BRANO DI PARTENZA
L’analisi hegeliana sonda la difficile e avvitata
determinazione di tale rapporto memoriale e immemoriale col divenire, pensando
insieme con l’annientamento dell’essere la sua insorgenza. Così nella macchina
metafisica di Hegel l’annichilimento radicale del senso dell’essere, la cesura
iniziale dal suo evento, l’irrevocabilità della cancellazione dell’essere,
rimane complementare, logicamente vincolata e presupponente, rispetto ad una
altrettanto radicale e decisa insorgenza storico-esistenziale. Il “nuovo” è
tale proprio perché non potendo riscattare dalla radicale latenza ciò che è
sparito, e dovendo confermare quel destino di fine e di morte che spetta ad
ogni immediatezza, si appropria di una provenienza e di una destinazione
storiche. (R. Gianino)

RIGHE FORNITE

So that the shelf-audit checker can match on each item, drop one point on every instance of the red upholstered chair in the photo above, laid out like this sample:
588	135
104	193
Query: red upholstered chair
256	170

LAVORO DA FARE
[1] Stampa tutto il brano su Hegel da «L’analisi hegeliana sonda» giù fino a «storiche. (R. Gianino)», senza cambiare nulla.
[2] Riporta parola per parola tutte le righe fornite dopo il brano, dalla prima all'ultima.

SOLUZIONI PER COMPITO
[1]
L’analisi hegeliana sonda la difficile e avvitata
determinazione di tale rapporto memoriale e immemoriale col divenire, pensando
insieme con l’annientamento dell’essere la sua insorgenza. Così nella macchina
metafisica di Hegel l’annichilimento radicale del senso dell’essere, la cesura
iniziale dal suo evento, l’irrevocabilità della cancellazione dell’essere,
rimane complementare, logicamente vincolata e presupponente, rispetto ad una
altrettanto radicale e decisa insorgenza storico-esistenziale. Il “nuovo” è
tale proprio perché non potendo riscattare dalla radicale latenza ciò che è
sparito, e dovendo confermare quel destino di fine e di morte che spetta ad
ogni immediatezza, si appropria di una provenienza e di una destinazione
storiche. (R. Gianino)

[2]
So that the shelf-audit checker can match on each item, drop one point on every instance of the red upholstered chair in the photo above, laid out like this sample:
588	135
104	193
Query: red upholstered chair
256	170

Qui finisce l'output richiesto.